Start of RECORD EXCERPTS
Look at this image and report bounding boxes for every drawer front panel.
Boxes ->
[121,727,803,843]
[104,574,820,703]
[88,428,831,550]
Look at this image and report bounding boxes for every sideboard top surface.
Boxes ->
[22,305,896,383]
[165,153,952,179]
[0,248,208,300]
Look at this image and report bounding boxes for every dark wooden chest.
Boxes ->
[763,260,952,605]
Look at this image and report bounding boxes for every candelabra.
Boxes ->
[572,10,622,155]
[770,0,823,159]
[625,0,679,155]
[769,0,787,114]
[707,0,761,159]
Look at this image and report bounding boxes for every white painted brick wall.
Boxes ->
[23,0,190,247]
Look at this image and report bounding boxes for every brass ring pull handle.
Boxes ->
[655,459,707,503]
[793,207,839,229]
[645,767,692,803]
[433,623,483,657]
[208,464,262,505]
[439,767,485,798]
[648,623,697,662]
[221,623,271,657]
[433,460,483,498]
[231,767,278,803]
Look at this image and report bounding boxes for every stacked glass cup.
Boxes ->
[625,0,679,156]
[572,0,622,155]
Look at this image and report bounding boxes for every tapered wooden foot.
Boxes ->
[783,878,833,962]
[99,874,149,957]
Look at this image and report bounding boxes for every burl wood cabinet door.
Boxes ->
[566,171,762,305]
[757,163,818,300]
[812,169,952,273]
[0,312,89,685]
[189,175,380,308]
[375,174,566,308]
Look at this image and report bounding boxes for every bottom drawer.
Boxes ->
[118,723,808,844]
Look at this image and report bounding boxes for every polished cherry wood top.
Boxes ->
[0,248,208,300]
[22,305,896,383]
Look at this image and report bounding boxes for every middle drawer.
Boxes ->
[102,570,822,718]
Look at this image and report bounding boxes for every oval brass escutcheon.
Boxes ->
End of RECORD EXCERPTS
• **PROBLEM TO WORK ON**:
Add 48 to each bounding box coordinate in the lines, beginning at the first line and stopping after the line that contains "[763,260,952,605]". Write out every line in that span, keeping the ones without coordinates unchanged.

• **FINISHED EXERCISE**:
Look at this image and report bounding boxes for every drawer front panel.
Boxes ->
[169,775,851,891]
[152,622,868,751]
[136,476,879,598]
Look at this image and report bounding boxes for every sideboard top surface.
Boxes ->
[70,353,944,431]
[213,201,1000,227]
[48,296,256,348]
Look at this image and report bounding boxes for every dark wooden chest.
Boxes ->
[811,308,1000,653]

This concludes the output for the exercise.